TEXT PROVIDED:
Archbishop of New York Cardinal Timothy Dolan made headlines this week when he said that the Islamic fanatics had perverted their religion in the same manner that Irish republicans did during the Troubles.

The cleric said the IRA claimed to be Catholic but that what they were doing was “a perversion of everything the church stood for”.

Father Sean McManus, who leads the Irish National Caucus, the top Irish lobby group in Congress, was outraged.

He described the cardinal’s comments as “profoundly ignorant, totally irresponsible and lacking all credibility”.

He added: “It is sadly consistent with a man who for 40 years never opened his mouth about the oppression of Catholics in Northern Ireland.

“Such a person as Cardinal Dolan – who was complicit by his silence in British torture of political prisoners, anti-Catholic discrimination, British murder gangs and the wholesale denial of human rights – has now no moral authority to comment on the struggle of an oppressed people.”

WHAT IS REQUIRED: Repeat the text about Cardinal Dolan's comments on the IRA in full, word for word. The listing that comes next is separate material with no connection to this text.

RECORDED DATA:
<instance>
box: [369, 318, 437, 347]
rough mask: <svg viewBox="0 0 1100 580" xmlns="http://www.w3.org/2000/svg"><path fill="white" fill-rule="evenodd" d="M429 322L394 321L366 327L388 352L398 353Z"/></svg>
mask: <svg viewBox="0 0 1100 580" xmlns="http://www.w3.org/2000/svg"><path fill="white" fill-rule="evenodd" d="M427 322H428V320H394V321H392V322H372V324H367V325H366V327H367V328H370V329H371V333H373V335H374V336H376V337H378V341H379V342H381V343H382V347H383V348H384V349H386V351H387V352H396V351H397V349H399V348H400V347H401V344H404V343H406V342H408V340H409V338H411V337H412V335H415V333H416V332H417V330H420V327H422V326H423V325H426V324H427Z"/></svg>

RESULT FOR THIS TASK:
Archbishop of New York Cardinal Timothy Dolan made headlines this week when he said that the Islamic fanatics had perverted their religion in the same manner that Irish republicans did during the Troubles.

The cleric said the IRA claimed to be Catholic but that what they were doing was “a perversion of everything the church stood for”.

Father Sean McManus, who leads the Irish National Caucus, the top Irish lobby group in Congress, was outraged.

He described the cardinal’s comments as “profoundly ignorant, totally irresponsible and lacking all credibility”.

He added: “It is sadly consistent with a man who for 40 years never opened his mouth about the oppression of Catholics in Northern Ireland.

“Such a person as Cardinal Dolan – who was complicit by his silence in British torture of political prisoners, anti-Catholic discrimination, British murder gangs and the wholesale denial of human rights – has now no moral authority to comment on the struggle of an oppressed people.”